### DOCUMENT
With the church, to Edale Youth Hostel. Beautiful scenery, good company, great food, a weekend of prayer and contemplation and some good thoughts and speeches from Mark Russell, CEO of Church Army.

As usual with my church at times it got pretty intense, lots of prophesying, group prayer and laying on of hands. I think prophesy is very often more like cold-reading, you say something relevant and it sounds like a prophesy, although I certainly believe in prophesy as a concept (I mean, look at the Bible, it’s full of people in the Old Testament predicting things that happen in the New) and I don’t see why there shouldn’t be prophets in this day and age but I don’t think everyone has the gift of prophesy, unlike my church, and in fact I think if anything at all it’s extremely rare and not akin at all to what my church does and calls prophesy. Fair enough. It’s reasonably harmless. I don’t like group prayer either, or rather, it depends who I’m praying with, because I tend to prefer prayer to be personal and contemplative and it doesn’t help me having a youth worker or part of the Ministry Team – i.e. someone who is at best only an acquaintance – praying with me for things which are relevant to my life only and which they don’t really understand, however well they might mean what they say. So I tend to prefer praying on my own or with close friends who understand what I’m praying about a bit better. To be honest I’m terribly British and find the whole thing very awkward because my relationship with God is private and personal and given that I’m not necessarily particularly huggy or tactile as a person, if I wouldn’t normally lay my hands on a person or hug them spontaneously then it feels odd to be touching them or them to be touching me when I’m praying.

Worship got pretty intense, too, but I think I learnt a lot this weekend about how far I’ve come as a Christian and where I want to go and where God wants me to go next. So I’m still worried and still stressed but things are starting to look a little better than they were.

And meanwhile I got out on a beautiful walk with some friends. Photos are up on Facebook, or will be soon, but don’t be too excited, they’re only iPhone quality, however beautiful the scenery… and I can’t be bothered to put them up here…!

So, hello, folks. My, that was an exciting post for you. Now. Food and fiddle practice and I have a decision to make – do I want or need to go to church tonight or would it be better to stay home and relax, preferably with A, H, and a PFW?

### DATA
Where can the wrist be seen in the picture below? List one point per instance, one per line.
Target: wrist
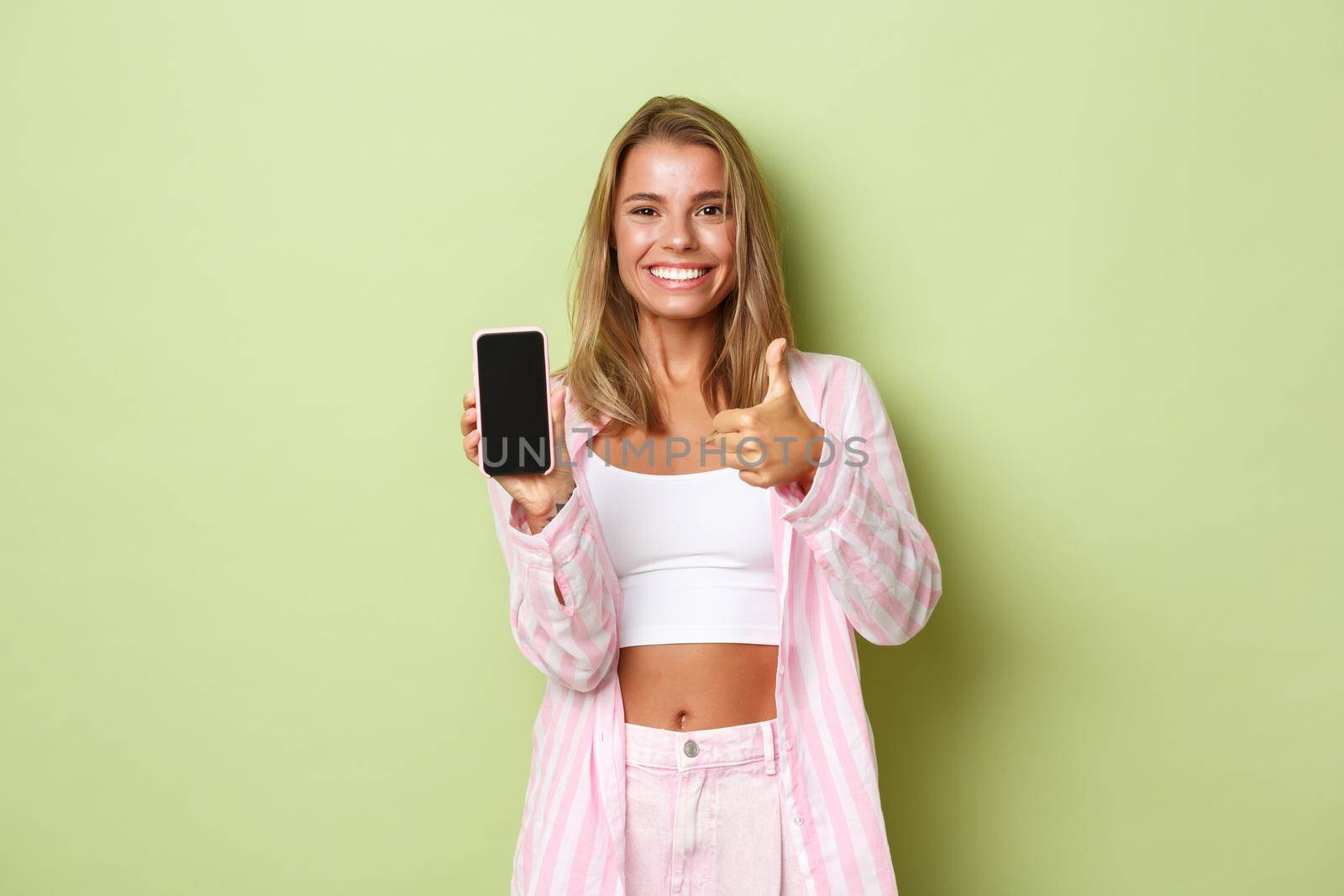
(537, 520)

### WHAT YOU WILL DO
According to the church weekend post, who gave talks during the weekend, and what is his role? The lines have no role here.

### SOLUTION
Mark Russell, CEO of Church Army.